Output as a JSON list of strings, one per line, the lines of the items below, beginning with the line that contains "Which region corresponds to the tall" and continuing through the line that contains "[165,104,179,109]", both included. Omit any blank lines.

## EXTRACTED ENTRIES:
-- START --

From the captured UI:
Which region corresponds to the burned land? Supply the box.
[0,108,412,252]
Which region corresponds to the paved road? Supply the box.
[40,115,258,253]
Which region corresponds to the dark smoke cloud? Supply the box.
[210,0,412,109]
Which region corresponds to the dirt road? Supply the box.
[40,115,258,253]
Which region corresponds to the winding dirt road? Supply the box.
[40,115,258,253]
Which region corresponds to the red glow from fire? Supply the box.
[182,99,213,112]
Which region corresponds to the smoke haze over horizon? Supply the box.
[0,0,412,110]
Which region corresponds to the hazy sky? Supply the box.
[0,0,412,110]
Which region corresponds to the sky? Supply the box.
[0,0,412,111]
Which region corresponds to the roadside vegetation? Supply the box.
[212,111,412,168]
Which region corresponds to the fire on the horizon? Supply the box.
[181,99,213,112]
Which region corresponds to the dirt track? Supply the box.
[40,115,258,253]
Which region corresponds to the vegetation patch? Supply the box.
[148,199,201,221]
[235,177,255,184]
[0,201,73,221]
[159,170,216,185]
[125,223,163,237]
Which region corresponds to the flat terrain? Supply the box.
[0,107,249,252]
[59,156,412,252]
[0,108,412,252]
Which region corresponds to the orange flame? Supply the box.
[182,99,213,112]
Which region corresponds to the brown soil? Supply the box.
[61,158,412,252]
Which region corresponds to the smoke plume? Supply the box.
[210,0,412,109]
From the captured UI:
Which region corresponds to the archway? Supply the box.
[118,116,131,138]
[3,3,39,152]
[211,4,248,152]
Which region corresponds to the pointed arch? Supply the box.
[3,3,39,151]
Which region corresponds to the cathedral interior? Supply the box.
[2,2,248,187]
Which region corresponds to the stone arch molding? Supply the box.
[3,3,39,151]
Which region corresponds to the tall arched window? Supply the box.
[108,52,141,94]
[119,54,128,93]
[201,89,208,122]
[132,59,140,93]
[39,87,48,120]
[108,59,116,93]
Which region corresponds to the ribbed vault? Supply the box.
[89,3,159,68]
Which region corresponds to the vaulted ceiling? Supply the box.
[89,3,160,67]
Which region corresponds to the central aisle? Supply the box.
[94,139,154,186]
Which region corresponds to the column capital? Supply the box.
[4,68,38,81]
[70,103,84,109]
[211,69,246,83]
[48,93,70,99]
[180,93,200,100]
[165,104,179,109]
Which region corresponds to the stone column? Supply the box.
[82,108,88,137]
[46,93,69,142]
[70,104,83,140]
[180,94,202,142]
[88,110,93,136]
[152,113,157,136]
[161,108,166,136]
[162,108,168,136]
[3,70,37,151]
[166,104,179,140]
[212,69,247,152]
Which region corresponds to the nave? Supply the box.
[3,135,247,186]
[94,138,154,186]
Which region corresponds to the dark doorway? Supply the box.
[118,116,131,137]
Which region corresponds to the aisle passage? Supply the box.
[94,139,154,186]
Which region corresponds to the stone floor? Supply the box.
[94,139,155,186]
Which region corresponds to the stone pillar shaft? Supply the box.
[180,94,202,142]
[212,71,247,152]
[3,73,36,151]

-- END --
-- START --

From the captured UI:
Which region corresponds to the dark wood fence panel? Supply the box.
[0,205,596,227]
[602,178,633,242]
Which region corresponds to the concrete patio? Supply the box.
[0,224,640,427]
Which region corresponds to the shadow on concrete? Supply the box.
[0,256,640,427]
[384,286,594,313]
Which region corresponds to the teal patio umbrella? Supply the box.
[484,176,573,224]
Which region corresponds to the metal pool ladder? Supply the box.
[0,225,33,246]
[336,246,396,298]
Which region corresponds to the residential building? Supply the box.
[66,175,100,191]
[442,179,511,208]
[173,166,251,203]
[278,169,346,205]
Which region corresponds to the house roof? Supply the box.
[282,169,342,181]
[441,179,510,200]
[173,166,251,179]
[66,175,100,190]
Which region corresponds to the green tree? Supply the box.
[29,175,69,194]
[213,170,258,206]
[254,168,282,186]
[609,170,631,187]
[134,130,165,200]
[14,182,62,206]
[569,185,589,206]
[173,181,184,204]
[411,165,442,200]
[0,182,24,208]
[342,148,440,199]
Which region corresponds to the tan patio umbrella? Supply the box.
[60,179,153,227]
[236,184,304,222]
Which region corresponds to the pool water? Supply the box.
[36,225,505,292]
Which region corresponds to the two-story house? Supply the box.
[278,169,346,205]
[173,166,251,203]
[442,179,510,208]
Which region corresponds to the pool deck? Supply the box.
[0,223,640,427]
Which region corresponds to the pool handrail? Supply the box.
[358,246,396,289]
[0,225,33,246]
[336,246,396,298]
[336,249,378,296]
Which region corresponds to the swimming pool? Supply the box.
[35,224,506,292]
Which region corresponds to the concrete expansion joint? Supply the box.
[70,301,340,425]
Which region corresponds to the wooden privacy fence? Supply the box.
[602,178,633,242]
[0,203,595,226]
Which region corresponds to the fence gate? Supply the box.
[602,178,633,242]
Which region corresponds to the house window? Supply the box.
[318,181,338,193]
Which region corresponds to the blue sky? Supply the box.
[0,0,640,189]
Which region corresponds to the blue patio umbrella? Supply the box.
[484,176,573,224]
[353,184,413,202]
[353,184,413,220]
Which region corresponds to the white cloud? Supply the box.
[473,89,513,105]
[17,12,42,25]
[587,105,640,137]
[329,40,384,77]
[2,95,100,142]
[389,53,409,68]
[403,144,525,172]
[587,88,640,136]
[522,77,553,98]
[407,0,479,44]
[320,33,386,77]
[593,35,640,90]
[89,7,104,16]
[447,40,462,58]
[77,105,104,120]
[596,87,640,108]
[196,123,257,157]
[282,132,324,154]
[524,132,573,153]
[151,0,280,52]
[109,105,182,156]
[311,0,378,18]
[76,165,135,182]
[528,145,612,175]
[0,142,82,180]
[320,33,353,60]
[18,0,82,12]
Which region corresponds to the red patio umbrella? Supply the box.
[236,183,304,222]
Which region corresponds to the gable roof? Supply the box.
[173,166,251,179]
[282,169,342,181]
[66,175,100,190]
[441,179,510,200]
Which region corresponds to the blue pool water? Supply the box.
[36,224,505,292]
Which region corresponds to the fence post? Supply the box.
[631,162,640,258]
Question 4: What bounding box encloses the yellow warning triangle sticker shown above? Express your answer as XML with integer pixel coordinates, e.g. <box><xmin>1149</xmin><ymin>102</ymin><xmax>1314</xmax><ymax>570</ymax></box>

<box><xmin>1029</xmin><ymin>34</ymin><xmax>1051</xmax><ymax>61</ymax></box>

-- END --

## OUTPUT BELOW:
[
  "Which region corresponds to the tall arched window? Supply the box.",
  "[108,52,141,94]",
  "[119,54,128,93]",
  "[201,89,208,122]",
  "[132,59,140,93]",
  "[39,87,48,120]",
  "[108,59,116,93]",
  "Which region corresponds to the ribbed vault? Supply the box.",
  "[89,3,159,68]",
  "Which region corresponds to the vaulted ceiling? Supply the box.",
  "[89,3,160,67]",
  "Which region corresponds to the central aisle? Supply the box.",
  "[94,139,154,186]",
  "Which region corresponds to the column capital? Supply the box.",
  "[4,68,38,81]",
  "[70,103,84,109]",
  "[211,69,246,83]",
  "[48,93,70,99]",
  "[180,93,200,100]",
  "[165,104,179,109]"
]